Exercise tasks
1. According to the article on the American Association of Port Authorities, in what year was the association founded?
2. Write the next part of the article on the American Association of Port Authorities, starting after its final sentence.

Text block

»»

= American Association of Port Authorities =

The American Association of Port Authorities (AAPA) is a trade association founded in 1912 that represents 150 port authorities in the Western Hemisphere, including the United States, Canada, the Caribbean, and Latin America.

Headquartered in Washington, D.C., AAPA protects and advances the common interests of its diverse member organizations as they connect their communities with the global transportation system. Member ports vary in size, cargo and vessel types handled, operating structure, and geographic service area.

According to AAPA, America's ports are gateways to the world and a critical component in economic health and national defense. On average, each of the 50 states relies on 13 to 15 ports to handle its imports and exports, which add up to over $5.5 billion worth of goods moving in and out of U.S. ports every day.

The association has four main goals:

- Advocate governmental policies that strengthen and expand opportunities for member ports
- Advance professionalism in all facets of port management and operations
- Promote information sharing and relationship-building opportunities for all members
- Achieve greater understanding of the essential role and economic value of ports

==Key issues==
One key issue that AAPA focuses on is the reorganization of the Harbor Maintenance Trust Fund (HMTF). AAPA hopes that the fund can be applied in a way that fully benefits ports and their surrounding communities. Since the creation of the fund in 1986, HMTF tax revenue has been used by the government to fund projects unrelated to port development. AAPA believes that the funding should go directly to ports in order to complete maintenance dredging. Regular maintenance dredging is crucial to most navigable waterways, harbors, and ports. Each year, several hundred feet of sand, gravel, and silt must be removed from waterways and harbors to maintain navigability -- enough for a four-lane highway four feet deep stretching between New York City and Los Angeles, California, according to the U.S. Army Corps of Engineers.

««

Saved entries:
»»

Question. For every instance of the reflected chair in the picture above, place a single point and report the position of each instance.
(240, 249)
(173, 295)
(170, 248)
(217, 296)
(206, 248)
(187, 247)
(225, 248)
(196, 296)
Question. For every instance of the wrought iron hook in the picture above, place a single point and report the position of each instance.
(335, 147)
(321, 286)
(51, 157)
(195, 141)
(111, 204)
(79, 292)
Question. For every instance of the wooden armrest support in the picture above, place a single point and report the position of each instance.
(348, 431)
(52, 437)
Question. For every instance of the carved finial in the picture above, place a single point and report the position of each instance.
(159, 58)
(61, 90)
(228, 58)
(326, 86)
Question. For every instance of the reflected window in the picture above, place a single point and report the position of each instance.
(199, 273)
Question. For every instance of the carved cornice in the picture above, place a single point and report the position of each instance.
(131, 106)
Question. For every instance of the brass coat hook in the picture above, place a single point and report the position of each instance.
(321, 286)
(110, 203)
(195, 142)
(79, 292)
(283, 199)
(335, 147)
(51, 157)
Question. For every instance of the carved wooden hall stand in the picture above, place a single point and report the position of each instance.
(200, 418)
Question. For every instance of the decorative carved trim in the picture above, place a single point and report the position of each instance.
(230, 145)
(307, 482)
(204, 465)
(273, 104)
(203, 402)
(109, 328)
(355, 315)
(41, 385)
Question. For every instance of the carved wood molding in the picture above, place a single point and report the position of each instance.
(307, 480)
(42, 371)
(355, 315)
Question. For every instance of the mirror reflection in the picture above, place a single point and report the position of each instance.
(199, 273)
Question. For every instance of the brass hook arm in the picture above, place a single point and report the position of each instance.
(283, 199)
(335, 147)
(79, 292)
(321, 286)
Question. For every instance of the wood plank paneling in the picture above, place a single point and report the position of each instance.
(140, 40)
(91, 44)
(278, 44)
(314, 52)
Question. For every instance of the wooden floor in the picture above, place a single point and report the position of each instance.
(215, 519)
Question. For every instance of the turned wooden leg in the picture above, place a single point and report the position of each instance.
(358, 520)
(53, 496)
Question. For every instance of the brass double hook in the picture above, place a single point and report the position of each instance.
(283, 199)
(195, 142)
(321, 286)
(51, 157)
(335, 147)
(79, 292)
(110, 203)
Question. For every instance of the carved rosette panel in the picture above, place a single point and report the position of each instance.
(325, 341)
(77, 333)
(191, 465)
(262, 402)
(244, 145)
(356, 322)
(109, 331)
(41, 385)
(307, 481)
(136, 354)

««

Outputs by task
1. 1912

2.
AAPA also supports the U.S. Department of Transportation's National Freight Policy framework, which focuses on increasing public and private investment in freight infrastructure through tax incentives. It also seeks to improve public and private collaboration on freight-related issues by increasing public-sector awareness about trends in private-sector freight operations and investment.

In March 2020, due to a COVID-19-related decrease in traffic and revenue, the AAPA sought $6.5 billion in financial support from the federal government.